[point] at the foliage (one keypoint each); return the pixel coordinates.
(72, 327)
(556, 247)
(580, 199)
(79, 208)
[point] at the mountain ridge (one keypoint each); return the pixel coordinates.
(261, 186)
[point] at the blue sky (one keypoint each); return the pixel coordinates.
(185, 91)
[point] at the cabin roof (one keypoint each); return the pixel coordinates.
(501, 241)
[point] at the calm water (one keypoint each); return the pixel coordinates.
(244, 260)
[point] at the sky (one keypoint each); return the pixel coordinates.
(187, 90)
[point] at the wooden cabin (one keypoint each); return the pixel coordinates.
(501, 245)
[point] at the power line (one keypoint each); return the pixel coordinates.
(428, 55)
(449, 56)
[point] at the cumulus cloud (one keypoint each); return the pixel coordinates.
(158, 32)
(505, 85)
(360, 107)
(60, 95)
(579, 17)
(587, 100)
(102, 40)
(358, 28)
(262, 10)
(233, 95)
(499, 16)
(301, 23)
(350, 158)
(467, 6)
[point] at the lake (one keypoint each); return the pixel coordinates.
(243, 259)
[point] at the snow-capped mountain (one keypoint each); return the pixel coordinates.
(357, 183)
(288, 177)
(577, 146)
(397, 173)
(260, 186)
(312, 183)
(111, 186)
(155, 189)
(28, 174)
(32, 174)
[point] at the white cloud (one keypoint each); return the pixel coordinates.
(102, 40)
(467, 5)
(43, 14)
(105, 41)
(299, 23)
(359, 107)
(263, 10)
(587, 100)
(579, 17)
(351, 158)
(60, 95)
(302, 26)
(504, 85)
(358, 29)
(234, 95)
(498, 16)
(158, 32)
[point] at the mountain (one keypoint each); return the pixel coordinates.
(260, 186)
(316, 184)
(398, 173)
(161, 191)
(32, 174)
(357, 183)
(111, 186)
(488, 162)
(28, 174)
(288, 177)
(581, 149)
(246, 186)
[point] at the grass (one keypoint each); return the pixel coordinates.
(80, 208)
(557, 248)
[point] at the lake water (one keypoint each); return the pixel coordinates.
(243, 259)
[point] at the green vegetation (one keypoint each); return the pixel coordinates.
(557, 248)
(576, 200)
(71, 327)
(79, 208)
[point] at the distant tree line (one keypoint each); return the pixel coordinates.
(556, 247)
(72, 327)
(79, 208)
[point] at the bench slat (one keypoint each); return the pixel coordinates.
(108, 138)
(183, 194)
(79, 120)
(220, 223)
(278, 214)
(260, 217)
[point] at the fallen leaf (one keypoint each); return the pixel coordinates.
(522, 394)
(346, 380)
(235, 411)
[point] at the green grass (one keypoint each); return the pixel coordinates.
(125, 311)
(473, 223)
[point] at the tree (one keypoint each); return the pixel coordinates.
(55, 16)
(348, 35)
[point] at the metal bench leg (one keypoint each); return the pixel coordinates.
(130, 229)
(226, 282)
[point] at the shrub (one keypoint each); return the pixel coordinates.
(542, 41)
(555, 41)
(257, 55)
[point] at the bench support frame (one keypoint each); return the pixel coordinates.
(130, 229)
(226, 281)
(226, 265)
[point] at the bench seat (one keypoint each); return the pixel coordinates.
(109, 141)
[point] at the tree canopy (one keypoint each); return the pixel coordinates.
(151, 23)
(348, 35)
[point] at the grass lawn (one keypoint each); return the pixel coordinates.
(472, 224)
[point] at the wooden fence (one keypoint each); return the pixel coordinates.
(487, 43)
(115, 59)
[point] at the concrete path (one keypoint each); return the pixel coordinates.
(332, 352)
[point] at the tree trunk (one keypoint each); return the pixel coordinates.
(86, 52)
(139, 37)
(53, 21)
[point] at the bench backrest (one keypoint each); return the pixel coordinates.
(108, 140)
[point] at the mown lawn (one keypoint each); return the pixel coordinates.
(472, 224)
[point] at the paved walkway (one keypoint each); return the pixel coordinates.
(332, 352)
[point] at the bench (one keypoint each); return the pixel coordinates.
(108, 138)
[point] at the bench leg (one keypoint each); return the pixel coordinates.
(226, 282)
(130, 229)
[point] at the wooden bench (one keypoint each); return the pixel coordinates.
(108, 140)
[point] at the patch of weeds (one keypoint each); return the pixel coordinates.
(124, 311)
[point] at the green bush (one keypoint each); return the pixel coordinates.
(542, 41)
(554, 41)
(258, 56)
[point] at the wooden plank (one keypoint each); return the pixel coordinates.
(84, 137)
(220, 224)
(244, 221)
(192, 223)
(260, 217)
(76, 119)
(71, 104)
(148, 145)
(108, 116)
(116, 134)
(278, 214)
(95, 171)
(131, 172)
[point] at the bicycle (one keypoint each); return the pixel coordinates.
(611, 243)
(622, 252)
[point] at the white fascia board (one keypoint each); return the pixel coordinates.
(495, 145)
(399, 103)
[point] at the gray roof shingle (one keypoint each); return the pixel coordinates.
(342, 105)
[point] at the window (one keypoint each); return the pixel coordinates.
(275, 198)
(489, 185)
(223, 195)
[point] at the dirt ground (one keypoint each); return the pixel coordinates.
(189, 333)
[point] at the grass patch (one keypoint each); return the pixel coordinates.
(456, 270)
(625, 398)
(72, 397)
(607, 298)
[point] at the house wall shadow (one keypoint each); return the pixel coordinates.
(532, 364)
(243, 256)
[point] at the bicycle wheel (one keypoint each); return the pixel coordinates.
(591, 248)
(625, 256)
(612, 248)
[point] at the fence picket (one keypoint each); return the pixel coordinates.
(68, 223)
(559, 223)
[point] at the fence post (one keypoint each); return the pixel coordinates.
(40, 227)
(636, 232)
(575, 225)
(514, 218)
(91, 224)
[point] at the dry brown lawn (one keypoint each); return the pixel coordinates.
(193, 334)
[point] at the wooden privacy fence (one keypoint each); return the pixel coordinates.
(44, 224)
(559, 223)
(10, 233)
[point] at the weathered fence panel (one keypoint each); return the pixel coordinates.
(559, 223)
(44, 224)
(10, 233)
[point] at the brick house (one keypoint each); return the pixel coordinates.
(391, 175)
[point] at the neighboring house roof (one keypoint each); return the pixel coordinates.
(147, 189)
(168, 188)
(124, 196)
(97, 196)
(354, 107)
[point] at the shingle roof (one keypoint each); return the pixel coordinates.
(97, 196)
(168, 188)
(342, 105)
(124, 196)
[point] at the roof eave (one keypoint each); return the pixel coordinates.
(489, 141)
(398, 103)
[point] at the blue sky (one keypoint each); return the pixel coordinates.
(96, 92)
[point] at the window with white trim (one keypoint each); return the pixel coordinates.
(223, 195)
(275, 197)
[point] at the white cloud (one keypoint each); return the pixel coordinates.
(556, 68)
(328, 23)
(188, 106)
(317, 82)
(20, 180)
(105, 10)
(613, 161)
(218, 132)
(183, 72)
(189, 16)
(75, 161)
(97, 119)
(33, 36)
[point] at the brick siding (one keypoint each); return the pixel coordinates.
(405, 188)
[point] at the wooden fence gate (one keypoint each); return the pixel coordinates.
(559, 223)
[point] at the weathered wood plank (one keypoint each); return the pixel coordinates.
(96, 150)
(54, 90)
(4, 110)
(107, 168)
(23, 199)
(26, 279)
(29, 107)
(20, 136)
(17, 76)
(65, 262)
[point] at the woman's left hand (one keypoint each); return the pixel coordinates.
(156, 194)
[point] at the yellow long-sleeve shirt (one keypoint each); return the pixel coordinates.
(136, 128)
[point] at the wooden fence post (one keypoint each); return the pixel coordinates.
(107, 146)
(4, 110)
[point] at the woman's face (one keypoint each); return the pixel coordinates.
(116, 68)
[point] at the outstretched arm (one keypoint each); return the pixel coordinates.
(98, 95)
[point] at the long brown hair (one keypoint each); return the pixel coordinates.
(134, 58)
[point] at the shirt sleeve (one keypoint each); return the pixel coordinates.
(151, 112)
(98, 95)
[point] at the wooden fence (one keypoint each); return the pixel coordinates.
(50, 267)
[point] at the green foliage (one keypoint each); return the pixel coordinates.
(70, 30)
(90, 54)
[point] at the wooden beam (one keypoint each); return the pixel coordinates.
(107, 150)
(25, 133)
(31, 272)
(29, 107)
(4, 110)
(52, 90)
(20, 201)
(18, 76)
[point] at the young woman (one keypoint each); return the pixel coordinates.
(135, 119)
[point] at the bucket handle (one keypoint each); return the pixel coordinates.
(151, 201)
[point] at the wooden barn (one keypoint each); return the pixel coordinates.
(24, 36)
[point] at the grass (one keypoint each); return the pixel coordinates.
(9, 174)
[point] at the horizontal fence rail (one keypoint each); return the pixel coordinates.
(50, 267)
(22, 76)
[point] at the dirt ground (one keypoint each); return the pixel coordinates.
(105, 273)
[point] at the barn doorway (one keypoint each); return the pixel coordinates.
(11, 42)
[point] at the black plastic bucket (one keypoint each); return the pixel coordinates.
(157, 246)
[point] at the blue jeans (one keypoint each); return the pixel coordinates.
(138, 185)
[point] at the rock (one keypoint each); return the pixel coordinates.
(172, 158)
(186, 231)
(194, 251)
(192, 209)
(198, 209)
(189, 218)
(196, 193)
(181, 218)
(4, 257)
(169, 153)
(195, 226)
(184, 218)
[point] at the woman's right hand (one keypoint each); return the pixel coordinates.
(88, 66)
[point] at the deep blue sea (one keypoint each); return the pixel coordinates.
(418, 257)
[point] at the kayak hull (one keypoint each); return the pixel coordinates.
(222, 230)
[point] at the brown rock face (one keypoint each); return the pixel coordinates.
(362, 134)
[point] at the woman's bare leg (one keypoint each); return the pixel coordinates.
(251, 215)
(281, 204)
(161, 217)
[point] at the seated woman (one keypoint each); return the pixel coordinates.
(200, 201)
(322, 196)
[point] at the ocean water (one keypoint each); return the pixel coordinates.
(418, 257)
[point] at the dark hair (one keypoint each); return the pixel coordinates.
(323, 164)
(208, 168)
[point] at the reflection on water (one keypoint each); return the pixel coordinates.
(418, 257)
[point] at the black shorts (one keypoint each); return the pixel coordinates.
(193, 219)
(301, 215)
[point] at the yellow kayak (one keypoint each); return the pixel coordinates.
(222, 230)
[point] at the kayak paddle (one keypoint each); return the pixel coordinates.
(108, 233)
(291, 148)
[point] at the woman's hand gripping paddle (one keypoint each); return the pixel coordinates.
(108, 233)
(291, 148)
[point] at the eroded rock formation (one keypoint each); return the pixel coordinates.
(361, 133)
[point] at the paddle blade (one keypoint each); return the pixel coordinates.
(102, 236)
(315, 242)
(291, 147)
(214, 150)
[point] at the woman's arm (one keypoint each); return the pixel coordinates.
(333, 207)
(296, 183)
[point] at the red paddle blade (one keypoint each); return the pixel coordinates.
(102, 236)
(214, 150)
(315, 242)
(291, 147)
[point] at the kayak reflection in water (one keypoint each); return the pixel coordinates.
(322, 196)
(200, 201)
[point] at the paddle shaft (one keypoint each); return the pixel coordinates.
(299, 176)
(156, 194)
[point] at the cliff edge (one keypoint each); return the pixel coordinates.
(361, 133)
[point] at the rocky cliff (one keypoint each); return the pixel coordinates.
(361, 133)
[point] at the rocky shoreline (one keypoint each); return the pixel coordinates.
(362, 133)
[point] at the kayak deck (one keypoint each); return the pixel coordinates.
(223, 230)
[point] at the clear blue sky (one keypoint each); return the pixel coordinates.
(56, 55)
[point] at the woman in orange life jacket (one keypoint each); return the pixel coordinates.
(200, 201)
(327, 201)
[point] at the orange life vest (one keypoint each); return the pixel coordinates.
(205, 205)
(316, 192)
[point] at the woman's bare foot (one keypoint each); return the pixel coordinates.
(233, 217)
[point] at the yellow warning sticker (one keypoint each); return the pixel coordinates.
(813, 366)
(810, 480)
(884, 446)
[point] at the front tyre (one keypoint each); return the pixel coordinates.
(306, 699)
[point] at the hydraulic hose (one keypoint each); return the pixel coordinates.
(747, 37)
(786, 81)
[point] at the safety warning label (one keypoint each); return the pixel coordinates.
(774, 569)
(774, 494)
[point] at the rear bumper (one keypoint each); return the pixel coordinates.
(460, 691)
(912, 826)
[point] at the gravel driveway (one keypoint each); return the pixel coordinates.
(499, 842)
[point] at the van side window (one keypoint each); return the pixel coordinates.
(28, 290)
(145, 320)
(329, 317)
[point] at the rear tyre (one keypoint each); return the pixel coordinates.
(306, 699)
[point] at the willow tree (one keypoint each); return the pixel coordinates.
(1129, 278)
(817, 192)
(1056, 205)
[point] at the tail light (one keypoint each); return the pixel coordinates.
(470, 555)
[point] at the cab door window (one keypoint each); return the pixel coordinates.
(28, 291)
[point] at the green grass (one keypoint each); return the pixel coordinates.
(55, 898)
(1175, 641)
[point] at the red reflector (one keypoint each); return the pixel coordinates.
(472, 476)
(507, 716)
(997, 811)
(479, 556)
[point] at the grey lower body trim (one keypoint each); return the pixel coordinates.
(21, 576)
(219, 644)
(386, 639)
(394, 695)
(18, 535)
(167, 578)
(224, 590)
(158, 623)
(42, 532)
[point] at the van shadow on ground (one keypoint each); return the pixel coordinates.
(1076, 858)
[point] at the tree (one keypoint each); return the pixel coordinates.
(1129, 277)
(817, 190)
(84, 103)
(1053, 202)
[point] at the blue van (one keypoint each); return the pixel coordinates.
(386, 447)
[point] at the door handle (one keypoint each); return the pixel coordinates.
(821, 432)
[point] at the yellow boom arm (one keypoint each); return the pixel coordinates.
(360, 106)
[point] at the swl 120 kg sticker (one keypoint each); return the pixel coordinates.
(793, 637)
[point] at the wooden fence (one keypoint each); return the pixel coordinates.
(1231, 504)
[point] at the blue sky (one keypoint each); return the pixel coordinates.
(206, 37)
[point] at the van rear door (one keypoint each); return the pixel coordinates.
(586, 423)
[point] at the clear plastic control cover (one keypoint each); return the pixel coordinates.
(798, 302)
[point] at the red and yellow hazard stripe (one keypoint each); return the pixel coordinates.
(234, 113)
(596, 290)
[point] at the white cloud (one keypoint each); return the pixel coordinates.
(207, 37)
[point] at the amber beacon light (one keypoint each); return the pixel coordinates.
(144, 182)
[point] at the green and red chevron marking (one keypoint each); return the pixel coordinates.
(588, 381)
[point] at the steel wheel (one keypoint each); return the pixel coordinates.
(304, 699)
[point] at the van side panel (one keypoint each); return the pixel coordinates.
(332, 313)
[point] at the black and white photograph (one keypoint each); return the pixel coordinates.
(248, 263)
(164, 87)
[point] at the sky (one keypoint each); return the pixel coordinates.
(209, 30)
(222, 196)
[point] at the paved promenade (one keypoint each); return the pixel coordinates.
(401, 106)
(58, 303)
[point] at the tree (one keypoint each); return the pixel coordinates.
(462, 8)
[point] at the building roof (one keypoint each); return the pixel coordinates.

WHAT THE TASK ASKS → Copy out, word for word, the lines running from the one containing "[point] at the rocky cliff" up to and including the one containing "(1175, 641)".

RESPONSE TO THE TASK →
[point] at the rocky cliff (one keypoint each); return the pixel coordinates.
(361, 133)
[point] at the rocky shoreline (one keypoint each); return the pixel coordinates.
(362, 133)
[point] at the kayak deck (one keypoint each); return the pixel coordinates.
(223, 230)
[point] at the clear blue sky (one keypoint each); return the pixel coordinates.
(56, 55)
[point] at the woman in orange life jacket (one keypoint each); return the pixel coordinates.
(200, 201)
(327, 201)
[point] at the orange life vest (one keypoint each); return the pixel coordinates.
(205, 205)
(316, 192)
[point] at the woman's bare foot (one keypoint each); return the pixel coordinates.
(233, 217)
[point] at the yellow warning sticker (one keypoint each); return the pixel coordinates.
(813, 366)
(810, 480)
(884, 446)
[point] at the front tyre (one keypoint each); return the pixel coordinates.
(306, 699)
[point] at the hydraulic hose (one keypoint each); return the pixel coordinates.
(747, 37)
(786, 81)
[point] at the safety warning label (one keypoint each); return the pixel coordinates.
(774, 569)
(774, 494)
[point] at the rear bumper (one keypoint each); return the pixel coordinates.
(460, 691)
(912, 826)
[point] at the gravel driveway (one keypoint each); return the pixel coordinates.
(499, 842)
[point] at the van side window (one keypoint each); return the pixel coordinates.
(28, 290)
(145, 320)
(329, 317)
[point] at the rear tyre (one keypoint each); return the pixel coordinates.
(306, 699)
[point] at the willow tree (one keypoint each); return the pixel coordinates.
(1129, 278)
(817, 192)
(1056, 205)
[point] at the tail light (one keypoint each); return the pixel coordinates.
(470, 555)
[point] at the cab door window (one keypoint each); return the pixel coordinates.
(28, 291)
[point] at the green grass (one keypoint each); return the pixel coordinates.
(55, 898)
(1175, 641)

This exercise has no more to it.